■ **SOURCE EXCERPT**:
%%

L.M. Montgomery's Emily of New Moon: A Children's Classic at 100

L.M. Montgomery's Emily of New Moon: A Children's Classic at 100


Last month, on April 23, 2024, L.M. Montgomery's Emily of New Moon: A Children's Classic at 100 was published by the University Press of Mississippi. This new book of scholarship on the Emily of New Moon series was edited by Yan Du and Joe Sutliff Sanders of the University of Cambridge. The scholarly volume contains contributions by Yoshiko Akamatsu, Carol L. Beran, Rita Bode, Lesley D. Clement, Allison McBain Hudson, Kate Lawson, Jessica Wen Hui Lim, Lindsey McMaster, E. Holly Pike, Katharine Slater, Margaret Steffler, and Anastasia Ulanowicz.

Here's the description of the volume from the University Press of Mississippi:

Lucy Maud Montgomery (1874–1942) was a Canadian author best known for writing the wildly popular Anne of Green Gables. At the time of its publication in 1908, it was an immediate bestseller and launched Montgomery to fame. Less known than the dreamy and accidentally mischievous Anne Shirley is Emily Byrd Starr, the title character in the trilogy that followed much later in Montgomery’s professional career, Emily of New Moon. Published in 1923, Emily of New Moon is the first in a series of novels about an orphan girl growing up on Prince Edward Island, a story that mirrors Anne’s but intentionally resists many of the defining qualities of Montgomery's most famous creation.

%%

■ **PROBLEMS**:
1. Edit the part of the Emily of New Moon text that begins at the words "Here's the description" and stops after "most famous creation.", putting "the Island" in place of "Prince Edward Island".
2. In the Emily of New Moon text, who edited the new scholarly volume?
The next lines come from a different source.

■ **DATA ENTRIES**:
%%

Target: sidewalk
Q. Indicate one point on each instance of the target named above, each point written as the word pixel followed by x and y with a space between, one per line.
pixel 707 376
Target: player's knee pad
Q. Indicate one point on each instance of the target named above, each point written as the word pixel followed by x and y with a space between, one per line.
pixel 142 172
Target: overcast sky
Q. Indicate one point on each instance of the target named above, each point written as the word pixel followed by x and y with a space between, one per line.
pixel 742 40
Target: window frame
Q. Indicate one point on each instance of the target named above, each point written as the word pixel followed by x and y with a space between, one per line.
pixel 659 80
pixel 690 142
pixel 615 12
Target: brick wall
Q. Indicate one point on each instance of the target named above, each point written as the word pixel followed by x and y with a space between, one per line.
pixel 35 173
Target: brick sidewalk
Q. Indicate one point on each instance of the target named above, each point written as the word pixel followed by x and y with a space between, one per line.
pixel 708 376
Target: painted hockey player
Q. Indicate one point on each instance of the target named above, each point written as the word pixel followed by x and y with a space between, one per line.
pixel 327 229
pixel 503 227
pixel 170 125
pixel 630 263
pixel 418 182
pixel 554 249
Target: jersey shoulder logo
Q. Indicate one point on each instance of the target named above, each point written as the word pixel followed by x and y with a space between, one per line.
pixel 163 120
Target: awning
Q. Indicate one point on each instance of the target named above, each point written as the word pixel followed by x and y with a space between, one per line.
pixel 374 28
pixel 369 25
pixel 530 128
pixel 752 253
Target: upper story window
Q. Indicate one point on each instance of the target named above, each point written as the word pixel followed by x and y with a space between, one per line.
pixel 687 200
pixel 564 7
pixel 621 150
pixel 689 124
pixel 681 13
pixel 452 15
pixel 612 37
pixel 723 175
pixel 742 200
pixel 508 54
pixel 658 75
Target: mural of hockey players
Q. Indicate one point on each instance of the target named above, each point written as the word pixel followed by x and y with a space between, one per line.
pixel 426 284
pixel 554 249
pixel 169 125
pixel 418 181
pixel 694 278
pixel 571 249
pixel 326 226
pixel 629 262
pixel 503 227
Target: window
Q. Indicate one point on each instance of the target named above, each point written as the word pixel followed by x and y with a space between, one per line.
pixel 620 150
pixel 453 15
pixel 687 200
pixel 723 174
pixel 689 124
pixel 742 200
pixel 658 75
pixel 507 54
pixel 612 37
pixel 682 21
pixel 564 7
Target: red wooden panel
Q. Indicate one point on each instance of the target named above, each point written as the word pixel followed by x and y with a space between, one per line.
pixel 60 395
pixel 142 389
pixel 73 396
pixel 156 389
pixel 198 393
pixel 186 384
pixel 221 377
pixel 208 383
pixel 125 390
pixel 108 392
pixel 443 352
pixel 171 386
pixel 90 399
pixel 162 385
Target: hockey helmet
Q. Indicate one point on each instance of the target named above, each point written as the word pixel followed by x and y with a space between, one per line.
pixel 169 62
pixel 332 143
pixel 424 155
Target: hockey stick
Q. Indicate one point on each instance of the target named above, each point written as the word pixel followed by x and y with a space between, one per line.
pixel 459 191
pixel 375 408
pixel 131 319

%%
%%

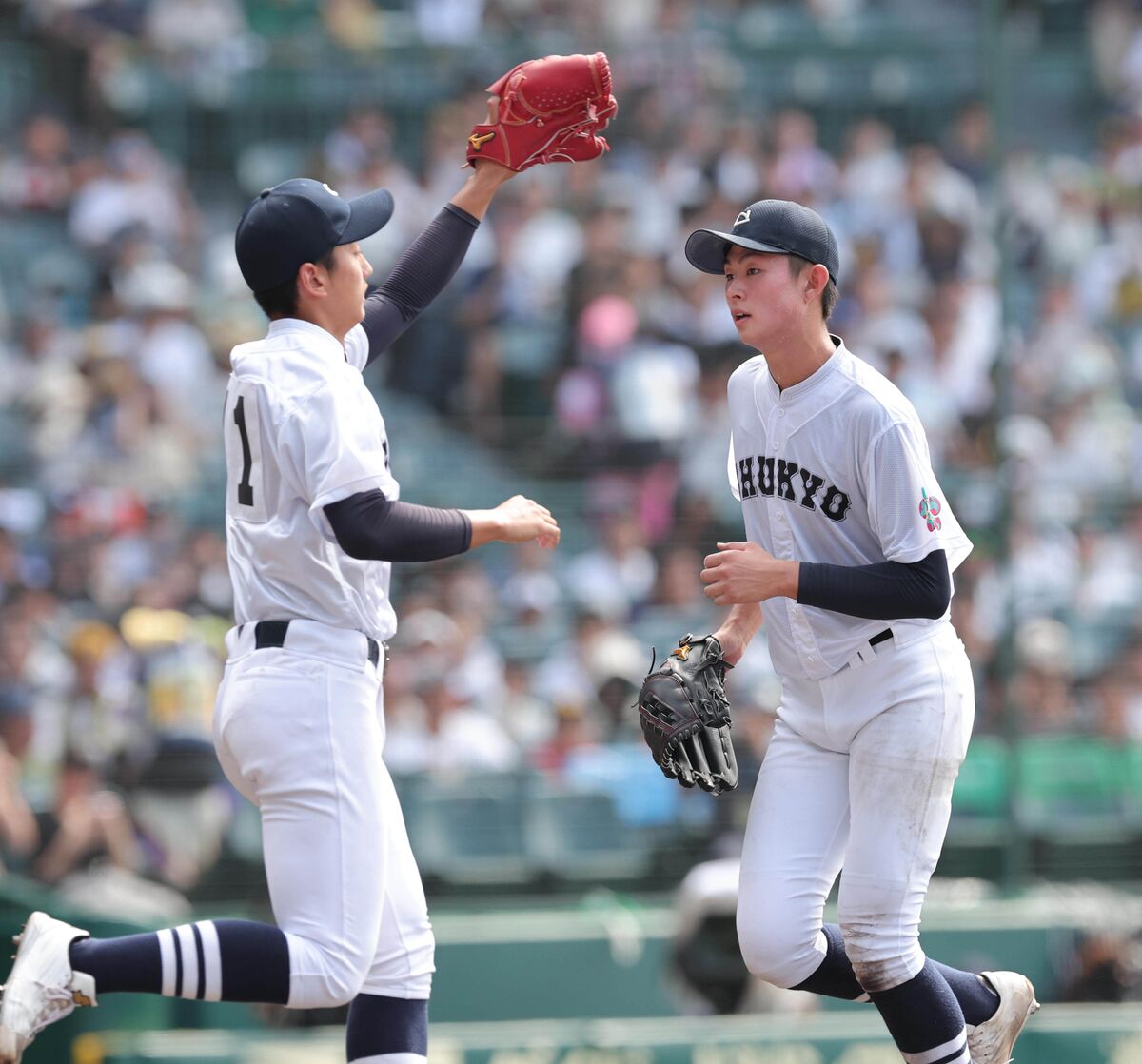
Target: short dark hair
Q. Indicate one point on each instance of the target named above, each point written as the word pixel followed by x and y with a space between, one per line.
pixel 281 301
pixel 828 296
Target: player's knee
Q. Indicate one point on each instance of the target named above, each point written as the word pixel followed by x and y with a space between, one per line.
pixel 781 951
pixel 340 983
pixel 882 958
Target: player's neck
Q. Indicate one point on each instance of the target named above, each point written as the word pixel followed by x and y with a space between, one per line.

%%

■ **ANSWERS FOR THE TASKS**:
1.
Here's the description of the volume from the University Press of Mississippi:

Lucy Maud Montgomery (1874–1942) was a Canadian author best known for writing the wildly popular Anne of Green Gables. At the time of its publication in 1908, it was an immediate bestseller and launched Montgomery to fame. Less known than the dreamy and accidentally mischievous Anne Shirley is Emily Byrd Starr, the title character in the trilogy that followed much later in Montgomery’s professional career, Emily of New Moon. Published in 1923, Emily of New Moon is the first in a series of novels about an orphan girl growing up on the Island, a story that mirrors Anne’s but intentionally resists many of the defining qualities of Montgomery's most famous creation.

2. Yan Du and Joe Sutliff Sanders of the University of Cambridge.